> **REQUIREMENT**:
Find "Objective — one dot on each instance of the window with" in the data, then restate the line it sits in and every later line word for word, ending with the last line.

[Dataset rows]

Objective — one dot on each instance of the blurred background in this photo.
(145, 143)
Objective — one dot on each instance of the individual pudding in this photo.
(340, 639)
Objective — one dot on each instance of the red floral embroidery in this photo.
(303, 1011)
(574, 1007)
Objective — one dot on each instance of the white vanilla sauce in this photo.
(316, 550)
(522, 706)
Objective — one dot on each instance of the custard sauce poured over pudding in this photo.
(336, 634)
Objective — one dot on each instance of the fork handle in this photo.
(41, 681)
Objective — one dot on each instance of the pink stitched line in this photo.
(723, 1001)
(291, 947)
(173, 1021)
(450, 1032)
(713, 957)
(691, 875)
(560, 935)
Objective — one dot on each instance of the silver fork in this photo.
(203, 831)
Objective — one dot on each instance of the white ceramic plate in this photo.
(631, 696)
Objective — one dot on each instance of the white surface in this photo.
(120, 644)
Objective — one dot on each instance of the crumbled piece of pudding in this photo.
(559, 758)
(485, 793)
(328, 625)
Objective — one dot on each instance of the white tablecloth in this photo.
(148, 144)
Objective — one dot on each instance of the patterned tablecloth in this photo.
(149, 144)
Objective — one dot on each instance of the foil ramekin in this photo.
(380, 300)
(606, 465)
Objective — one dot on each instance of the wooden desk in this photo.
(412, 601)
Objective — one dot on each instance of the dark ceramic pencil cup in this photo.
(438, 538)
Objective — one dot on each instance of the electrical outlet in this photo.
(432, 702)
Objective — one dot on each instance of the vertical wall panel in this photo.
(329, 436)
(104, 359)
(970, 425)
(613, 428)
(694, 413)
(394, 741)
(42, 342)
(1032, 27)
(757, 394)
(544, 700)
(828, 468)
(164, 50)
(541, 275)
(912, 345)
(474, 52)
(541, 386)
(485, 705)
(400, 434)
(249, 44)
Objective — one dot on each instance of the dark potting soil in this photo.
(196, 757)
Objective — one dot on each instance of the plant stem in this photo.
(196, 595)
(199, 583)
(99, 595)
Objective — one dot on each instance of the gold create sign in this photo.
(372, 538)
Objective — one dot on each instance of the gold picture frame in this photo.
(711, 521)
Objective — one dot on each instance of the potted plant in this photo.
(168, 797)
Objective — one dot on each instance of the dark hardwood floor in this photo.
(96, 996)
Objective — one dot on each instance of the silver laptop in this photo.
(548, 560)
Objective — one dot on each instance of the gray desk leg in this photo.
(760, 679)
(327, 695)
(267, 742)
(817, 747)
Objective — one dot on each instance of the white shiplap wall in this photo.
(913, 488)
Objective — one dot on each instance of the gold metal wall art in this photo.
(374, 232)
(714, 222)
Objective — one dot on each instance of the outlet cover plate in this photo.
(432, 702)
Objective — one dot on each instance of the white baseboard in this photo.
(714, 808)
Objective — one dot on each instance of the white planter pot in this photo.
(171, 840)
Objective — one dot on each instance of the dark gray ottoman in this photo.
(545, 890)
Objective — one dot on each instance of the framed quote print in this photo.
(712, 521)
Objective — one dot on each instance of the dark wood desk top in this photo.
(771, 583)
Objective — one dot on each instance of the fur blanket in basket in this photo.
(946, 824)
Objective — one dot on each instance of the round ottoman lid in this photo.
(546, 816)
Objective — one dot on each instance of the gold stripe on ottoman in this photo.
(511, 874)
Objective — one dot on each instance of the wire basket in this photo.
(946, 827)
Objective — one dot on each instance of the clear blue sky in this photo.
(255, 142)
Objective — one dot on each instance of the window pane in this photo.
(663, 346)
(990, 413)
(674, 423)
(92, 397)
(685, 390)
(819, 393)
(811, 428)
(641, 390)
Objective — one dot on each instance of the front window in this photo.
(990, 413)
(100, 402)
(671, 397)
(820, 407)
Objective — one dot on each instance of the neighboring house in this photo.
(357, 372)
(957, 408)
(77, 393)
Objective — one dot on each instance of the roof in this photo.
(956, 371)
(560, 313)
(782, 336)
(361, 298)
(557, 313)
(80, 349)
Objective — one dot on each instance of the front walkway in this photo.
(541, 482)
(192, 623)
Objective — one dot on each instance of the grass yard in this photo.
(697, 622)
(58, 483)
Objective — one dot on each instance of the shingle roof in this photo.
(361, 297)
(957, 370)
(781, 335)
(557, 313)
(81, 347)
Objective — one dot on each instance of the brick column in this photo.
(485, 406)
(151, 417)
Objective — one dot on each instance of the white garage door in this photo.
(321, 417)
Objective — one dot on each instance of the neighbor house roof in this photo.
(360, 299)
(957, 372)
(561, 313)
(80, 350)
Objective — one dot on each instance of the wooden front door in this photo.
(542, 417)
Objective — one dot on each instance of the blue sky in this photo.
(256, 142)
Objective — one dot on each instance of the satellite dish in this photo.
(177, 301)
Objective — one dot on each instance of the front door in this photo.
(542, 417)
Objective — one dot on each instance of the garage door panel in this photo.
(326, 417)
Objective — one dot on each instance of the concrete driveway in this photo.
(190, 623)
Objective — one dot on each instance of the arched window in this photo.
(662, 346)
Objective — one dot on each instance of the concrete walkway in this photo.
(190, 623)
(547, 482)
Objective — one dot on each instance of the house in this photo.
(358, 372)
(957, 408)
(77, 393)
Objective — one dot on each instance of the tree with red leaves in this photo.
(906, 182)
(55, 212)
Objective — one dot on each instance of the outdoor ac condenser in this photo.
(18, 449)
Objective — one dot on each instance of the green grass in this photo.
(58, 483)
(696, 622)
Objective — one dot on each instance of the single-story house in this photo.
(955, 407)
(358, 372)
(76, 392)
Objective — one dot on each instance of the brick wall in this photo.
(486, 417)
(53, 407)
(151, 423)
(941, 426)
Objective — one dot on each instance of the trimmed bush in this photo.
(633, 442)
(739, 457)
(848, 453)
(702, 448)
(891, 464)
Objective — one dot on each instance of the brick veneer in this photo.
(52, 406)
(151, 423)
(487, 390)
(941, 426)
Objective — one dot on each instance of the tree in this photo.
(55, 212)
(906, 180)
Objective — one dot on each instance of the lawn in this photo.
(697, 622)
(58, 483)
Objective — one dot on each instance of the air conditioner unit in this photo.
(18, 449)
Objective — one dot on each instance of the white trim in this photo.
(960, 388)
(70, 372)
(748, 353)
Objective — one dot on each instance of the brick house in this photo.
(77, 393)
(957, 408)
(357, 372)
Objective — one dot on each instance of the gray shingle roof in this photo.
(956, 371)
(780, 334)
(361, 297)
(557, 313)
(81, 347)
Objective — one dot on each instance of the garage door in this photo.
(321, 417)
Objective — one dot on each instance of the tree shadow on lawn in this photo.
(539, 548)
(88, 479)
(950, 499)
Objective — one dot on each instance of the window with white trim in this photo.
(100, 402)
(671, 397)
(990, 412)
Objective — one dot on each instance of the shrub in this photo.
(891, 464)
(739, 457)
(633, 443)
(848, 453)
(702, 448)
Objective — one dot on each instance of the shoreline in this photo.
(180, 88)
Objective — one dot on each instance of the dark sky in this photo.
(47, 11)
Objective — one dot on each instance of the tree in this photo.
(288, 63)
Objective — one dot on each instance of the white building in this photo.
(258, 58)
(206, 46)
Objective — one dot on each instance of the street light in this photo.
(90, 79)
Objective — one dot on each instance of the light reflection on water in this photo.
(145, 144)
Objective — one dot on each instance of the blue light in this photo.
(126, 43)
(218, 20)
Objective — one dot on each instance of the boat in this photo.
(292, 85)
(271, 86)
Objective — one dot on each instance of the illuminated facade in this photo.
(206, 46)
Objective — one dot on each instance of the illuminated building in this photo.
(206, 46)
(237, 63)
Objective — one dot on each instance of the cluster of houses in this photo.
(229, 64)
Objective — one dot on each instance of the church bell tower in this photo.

> **EXERCISE OUTPUT**:
Objective — one dot on each instance of the window with white trim in this photo.
(100, 402)
(671, 397)
(990, 412)
Objective — one dot on each instance of the shrub in this photo.
(891, 464)
(739, 457)
(633, 443)
(848, 453)
(702, 448)
Objective — one dot on each instance of the shoreline in this photo.
(180, 88)
Objective — one dot on each instance of the dark sky in this photo.
(47, 11)
Objective — one dot on each instance of the tree in this photo.
(288, 63)
Objective — one dot on each instance of the white building in this photo.
(258, 58)
(206, 46)
Objective — one dot on each instance of the street light in this photo.
(90, 79)
Objective — one dot on each instance of the light reflection on water in this photo.
(145, 144)
Objective — one dot on each instance of the blue light in this photo.
(126, 43)
(218, 20)
Objective — one dot on each instance of the boat in this photo.
(292, 85)
(271, 86)
Objective — one dot on each instance of the illuminated facade in this photo.
(206, 46)
Objective — one dot on each instance of the illuminated building in this photo.
(206, 46)
(237, 63)
Objective — one dot on each instance of the cluster of houses in this photo.
(229, 64)
Objective — one dot on each instance of the church bell tower in this photo.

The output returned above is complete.